** Start of TEXT SEGMENT **

Also. From the YouTube comments section.

"This was so accurate, half the audience felt bullied."

This was comedy gold!

Still, better than Gen Xers...

Mixolyde wrote:

Still, better than Gen Xers...

Excuse me, motherf*cker?

Millenials entering the workforce? The oldest millenials are turning 40 this year, I think they've been in the workforce for a while.

Keithustus wrote:

As sci-fi and Trek have specifically been settings for writers to explore social issues of the current age, it looks like Saturday Night Live wanted to vent about millennials entering the workforce.....

NSMike wrote:

Millenials entering the workforce? The oldest millenials are turning 40 this year, I think they've been in the workforce for a while.

By "current age," Keith of course meant "20 years ago," which is how long it takes a lightspeed radio signal to travel to Boomerworld and back.

In just a few months we'll get to see SNL's hot take on 9/11.

NSMike wrote:

The oldest millenials are turning 40 this year...

No. Millennials aren’t that old yet. If you mean folks born right around 1980, we are Xennials—we hate Gen Xers for being antiquated but hate Millennials even more for traits parodied in this skit.

https://www.good.is/articles/generat...

https://www.usatoday.com/story/news/...

Edit:
Adding an even better article, the one that dubbed us the “Oregon Trail Generation”....

IMAGE(https://images.huffingtonpost.com/2015-05-25-1432593856-4405809-aOREGONTRAILGAME200x150.jpg)

...If you can distinctly recall the excitement of walking into your weekly computer lab session and seeing a room full of Apple 2Es displaying the start screen of Oregon Trail, you’re a member of this nameless generation, my friend....

** End of TEXT SEGMENT **
** Start of GIVEN DATA **

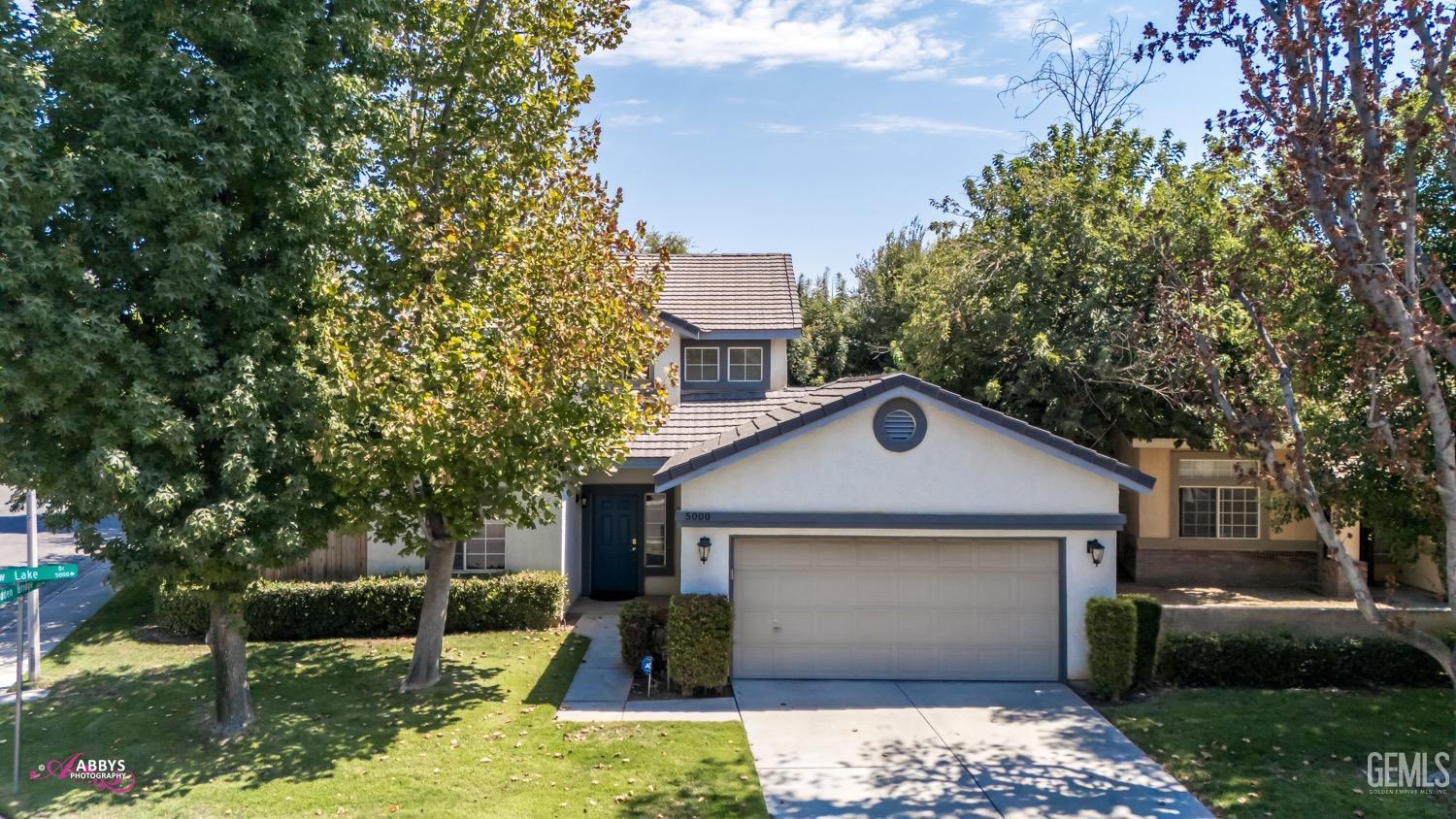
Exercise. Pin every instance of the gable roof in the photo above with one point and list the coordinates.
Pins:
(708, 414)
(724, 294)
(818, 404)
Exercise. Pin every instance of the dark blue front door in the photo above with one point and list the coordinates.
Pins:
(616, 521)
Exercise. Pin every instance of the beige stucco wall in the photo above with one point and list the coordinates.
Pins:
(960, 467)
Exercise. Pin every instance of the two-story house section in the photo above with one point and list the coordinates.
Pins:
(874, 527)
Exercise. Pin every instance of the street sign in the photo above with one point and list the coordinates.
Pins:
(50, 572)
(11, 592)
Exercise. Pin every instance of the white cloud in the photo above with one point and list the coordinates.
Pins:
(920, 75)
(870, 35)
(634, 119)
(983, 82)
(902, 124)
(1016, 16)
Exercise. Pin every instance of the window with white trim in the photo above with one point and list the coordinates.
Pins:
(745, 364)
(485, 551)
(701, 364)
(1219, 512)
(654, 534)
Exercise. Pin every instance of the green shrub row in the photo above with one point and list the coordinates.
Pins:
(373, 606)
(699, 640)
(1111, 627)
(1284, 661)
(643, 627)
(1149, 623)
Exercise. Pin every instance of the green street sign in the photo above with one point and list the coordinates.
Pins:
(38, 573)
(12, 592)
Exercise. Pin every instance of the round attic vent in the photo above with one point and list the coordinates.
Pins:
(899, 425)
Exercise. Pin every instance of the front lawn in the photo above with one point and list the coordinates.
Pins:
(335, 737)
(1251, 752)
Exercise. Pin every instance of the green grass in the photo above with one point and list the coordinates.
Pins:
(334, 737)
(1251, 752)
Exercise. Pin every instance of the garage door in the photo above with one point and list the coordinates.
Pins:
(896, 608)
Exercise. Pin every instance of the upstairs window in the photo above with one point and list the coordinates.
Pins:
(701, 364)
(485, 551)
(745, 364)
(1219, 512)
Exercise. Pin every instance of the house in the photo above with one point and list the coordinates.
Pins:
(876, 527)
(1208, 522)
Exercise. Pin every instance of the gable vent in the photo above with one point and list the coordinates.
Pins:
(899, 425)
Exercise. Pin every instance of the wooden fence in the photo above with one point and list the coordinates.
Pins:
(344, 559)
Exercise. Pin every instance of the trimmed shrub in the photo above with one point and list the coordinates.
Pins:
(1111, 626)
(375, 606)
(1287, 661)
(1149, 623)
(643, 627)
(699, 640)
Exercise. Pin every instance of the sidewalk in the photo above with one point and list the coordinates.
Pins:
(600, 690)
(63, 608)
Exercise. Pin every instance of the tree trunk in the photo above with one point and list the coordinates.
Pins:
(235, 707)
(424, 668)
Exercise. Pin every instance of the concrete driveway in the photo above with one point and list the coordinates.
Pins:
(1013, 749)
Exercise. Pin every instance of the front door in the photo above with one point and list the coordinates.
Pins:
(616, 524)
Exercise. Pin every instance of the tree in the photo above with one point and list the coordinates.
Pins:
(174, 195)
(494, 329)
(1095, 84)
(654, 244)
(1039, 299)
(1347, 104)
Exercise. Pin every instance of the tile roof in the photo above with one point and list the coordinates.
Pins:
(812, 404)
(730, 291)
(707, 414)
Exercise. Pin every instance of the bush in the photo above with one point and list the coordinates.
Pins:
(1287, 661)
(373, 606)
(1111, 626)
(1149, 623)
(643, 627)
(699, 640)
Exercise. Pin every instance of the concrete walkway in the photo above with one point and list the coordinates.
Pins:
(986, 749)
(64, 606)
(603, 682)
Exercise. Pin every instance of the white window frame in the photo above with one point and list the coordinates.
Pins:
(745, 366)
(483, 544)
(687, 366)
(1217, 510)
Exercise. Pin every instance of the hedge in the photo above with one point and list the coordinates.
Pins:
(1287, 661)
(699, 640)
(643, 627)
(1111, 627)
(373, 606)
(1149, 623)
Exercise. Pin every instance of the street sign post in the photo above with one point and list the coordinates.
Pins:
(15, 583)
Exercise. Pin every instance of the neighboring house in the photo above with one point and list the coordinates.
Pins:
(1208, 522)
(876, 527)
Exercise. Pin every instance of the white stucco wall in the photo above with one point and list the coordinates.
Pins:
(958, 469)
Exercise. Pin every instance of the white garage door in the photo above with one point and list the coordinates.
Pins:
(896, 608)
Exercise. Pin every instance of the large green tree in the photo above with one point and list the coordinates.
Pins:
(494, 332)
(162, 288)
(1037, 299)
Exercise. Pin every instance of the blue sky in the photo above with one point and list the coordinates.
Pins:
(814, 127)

** End of GIVEN DATA **

◆ EXERCISE BRIEF:
Reproduce, word for word, the stretch of the comment thread from "As sci-fi and" through "take on 9/11.".

◆ WRITTEN ANSWER:
As sci-fi and Trek have specifically been settings for writers to explore social issues of the current age, it looks like Saturday Night Live wanted to vent about millennials entering the workforce.....

NSMike wrote:

Millenials entering the workforce? The oldest millenials are turning 40 this year, I think they've been in the workforce for a while.

By "current age," Keith of course meant "20 years ago," which is how long it takes a lightspeed radio signal to travel to Boomerworld and back.

In just a few months we'll get to see SNL's hot take on 9/11.